THE TASK: Each line of the records below that holds "reporting" should be returned.

*** Opening INPUT ***

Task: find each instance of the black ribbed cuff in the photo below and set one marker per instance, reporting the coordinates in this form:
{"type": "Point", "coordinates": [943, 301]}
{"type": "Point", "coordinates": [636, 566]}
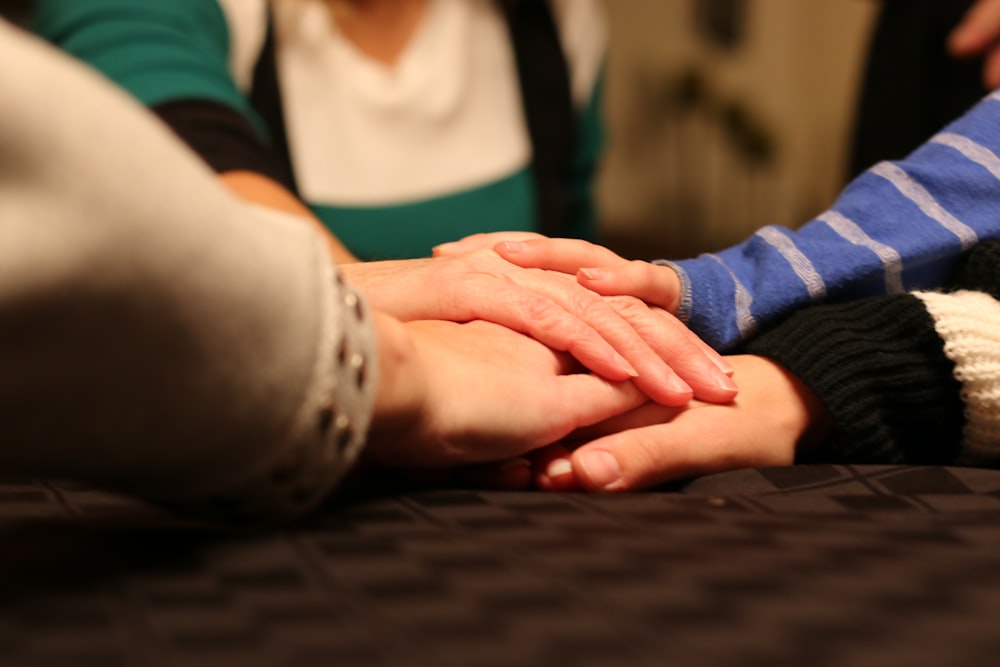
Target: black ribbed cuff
{"type": "Point", "coordinates": [879, 368]}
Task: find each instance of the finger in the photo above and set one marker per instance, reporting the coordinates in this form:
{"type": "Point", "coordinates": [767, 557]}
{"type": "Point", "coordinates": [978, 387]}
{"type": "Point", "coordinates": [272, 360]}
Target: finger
{"type": "Point", "coordinates": [658, 285]}
{"type": "Point", "coordinates": [648, 414]}
{"type": "Point", "coordinates": [695, 442]}
{"type": "Point", "coordinates": [632, 339]}
{"type": "Point", "coordinates": [700, 367]}
{"type": "Point", "coordinates": [978, 30]}
{"type": "Point", "coordinates": [482, 241]}
{"type": "Point", "coordinates": [991, 69]}
{"type": "Point", "coordinates": [552, 469]}
{"type": "Point", "coordinates": [644, 457]}
{"type": "Point", "coordinates": [563, 255]}
{"type": "Point", "coordinates": [548, 322]}
{"type": "Point", "coordinates": [586, 399]}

*** Closing INPUT ***

WORKED SOLUTION:
Task: find each instance of the black ribbed cuff in the photo below and set one marker per instance, reporting the coordinates in this form:
Task: find each instance of the finger in the photo above and set one marker per instance, reporting the coordinates in this form:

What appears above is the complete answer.